- **Source records**
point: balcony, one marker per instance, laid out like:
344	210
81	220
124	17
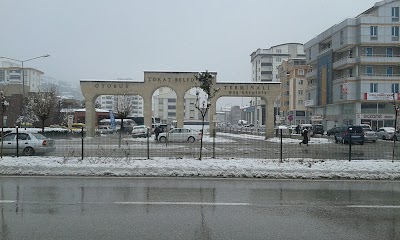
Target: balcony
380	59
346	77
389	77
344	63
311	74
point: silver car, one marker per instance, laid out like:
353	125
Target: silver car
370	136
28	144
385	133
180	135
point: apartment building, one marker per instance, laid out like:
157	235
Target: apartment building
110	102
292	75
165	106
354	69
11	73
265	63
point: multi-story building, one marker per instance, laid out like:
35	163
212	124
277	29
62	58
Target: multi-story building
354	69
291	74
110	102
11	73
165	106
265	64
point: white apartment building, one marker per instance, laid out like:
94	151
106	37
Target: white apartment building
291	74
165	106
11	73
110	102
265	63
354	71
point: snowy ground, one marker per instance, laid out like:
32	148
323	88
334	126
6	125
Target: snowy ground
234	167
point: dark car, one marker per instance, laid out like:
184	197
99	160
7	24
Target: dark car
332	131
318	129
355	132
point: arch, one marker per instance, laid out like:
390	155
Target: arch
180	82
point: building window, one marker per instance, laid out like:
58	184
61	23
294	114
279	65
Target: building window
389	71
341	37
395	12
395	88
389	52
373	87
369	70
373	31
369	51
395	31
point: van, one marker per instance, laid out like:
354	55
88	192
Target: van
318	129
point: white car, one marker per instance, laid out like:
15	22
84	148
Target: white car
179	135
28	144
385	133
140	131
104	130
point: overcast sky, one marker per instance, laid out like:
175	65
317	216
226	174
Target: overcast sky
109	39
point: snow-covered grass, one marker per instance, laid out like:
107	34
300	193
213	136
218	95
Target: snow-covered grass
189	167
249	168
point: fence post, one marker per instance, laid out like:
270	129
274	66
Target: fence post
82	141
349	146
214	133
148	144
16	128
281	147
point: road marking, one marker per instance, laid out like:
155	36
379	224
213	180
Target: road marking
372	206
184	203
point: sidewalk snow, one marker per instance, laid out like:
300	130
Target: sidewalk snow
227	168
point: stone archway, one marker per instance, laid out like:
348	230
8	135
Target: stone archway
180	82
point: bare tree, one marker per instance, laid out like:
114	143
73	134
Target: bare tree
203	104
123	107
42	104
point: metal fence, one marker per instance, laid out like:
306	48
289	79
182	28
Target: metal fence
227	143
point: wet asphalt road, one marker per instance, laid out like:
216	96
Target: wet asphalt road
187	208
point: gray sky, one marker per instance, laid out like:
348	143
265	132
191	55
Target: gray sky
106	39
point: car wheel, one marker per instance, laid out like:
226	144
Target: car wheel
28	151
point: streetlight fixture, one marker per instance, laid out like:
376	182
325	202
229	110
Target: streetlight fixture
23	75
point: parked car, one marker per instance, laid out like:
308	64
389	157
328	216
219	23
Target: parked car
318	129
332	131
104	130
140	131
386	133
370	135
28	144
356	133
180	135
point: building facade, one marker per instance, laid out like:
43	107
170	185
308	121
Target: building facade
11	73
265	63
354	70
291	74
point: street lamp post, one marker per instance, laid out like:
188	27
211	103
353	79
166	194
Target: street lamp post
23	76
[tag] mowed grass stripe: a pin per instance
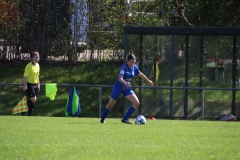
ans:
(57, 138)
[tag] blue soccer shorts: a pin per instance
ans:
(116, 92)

- **Your instructions**
Return the lines of the data above in full and exactly, with no pictures.

- **Result of the task**
point: balcony, one marker per instance, laid out like:
344	210
81	220
124	17
Target: balcony
380	59
346	77
389	77
344	63
311	74
point: silver car, one marker per instance, laid out like:
353	125
Target: silver car
370	136
28	144
385	133
180	135
point: apartment building, one marker per instance, laid out like:
157	235
Target: apartment building
110	102
292	75
165	106
354	69
11	73
265	63
point: multi-story building, one marker per instance, laid out like:
35	163
212	124
277	29
62	58
Target: multi-story building
354	69
291	74
110	102
11	73
165	106
265	64
point: white apartment building, one marker per instance, laid out like:
94	151
106	37
Target: white apartment building
291	74
165	106
11	73
110	102
265	63
354	71
point: snowy ground, one marker per instance, laid out like:
32	148
323	88
334	126
6	125
Target: snowy ground
234	167
point: dark car, one marker per instance, laid out like:
184	197
99	160
7	24
Target: dark car
332	131
318	129
355	132
point: arch, one marker per instance, laid out like:
390	155
Target: arch
180	82
point: building window, one marker per instance, laid out like:
58	184
61	23
294	114
279	65
Target: building window
389	71
341	37
395	12
395	88
389	52
373	87
369	70
373	31
369	51
395	31
point: van, one marker per instance, laid out like:
354	55
88	192
Target: van
318	129
point: white car, one marker per instance, laid out like:
15	22
84	148
Target: white car
179	135
28	144
385	133
140	131
104	130
point: overcast sky, one marker per instance, laid out like:
175	65
317	216
226	174
Target: overcast sky
109	39
point: snow-covered grass, one marker per instance, laid out like:
107	34
300	193
213	136
218	95
Target: snow-covered grass
189	167
249	168
point: fence post, one marker per instance, laid out like:
270	129
274	66
Target: fence post
82	141
349	146
214	133
148	144
16	128
281	147
point: road marking, one marker per instance, laid out like:
155	36
379	224
213	180
Target: road marking
372	206
184	203
point: sidewalk snow, one marker per instance, laid out like:
300	130
Target: sidewalk snow
227	168
point: stone archway, one marker per instance, laid out like:
348	230
8	135
Target: stone archway
180	82
point: bare tree, one marker per instance, laid out like:
114	143
73	134
Target: bare tree
203	104
123	107
42	104
point: metal fence, one marker per instance, laid out like:
306	48
289	79
182	28
Target: metal fence
227	143
point: wet asphalt road, one marker per instance, laid out like:
216	96
Target: wet asphalt road
187	208
point: gray sky, one marker per instance, laid out like:
348	143
265	132
191	55
Target: gray sky
106	39
point: car wheel, one marker per instance, laid out like:
226	144
Target: car wheel
28	151
point: streetlight fixture, one marker per instance, laid out like:
376	182
325	202
229	110
Target: streetlight fixture
23	75
point: parked car, one marker per instance, laid out like:
308	64
389	157
328	216
219	23
Target: parked car
318	129
332	131
104	130
140	131
386	133
370	135
28	144
356	133
180	135
point: building facade, one marker per instance, laid out like:
43	107
170	185
308	121
Target: building facade
11	73
265	63
354	70
291	74
point: street lamp post, one marker per instance, laid out like:
188	27
211	103
353	79
166	194
Target: street lamp post
23	76
[tag] mowed grass stripe: a pin per instance
ans:
(57, 138)
[tag] blue soccer shorts: a pin per instance
ans:
(116, 92)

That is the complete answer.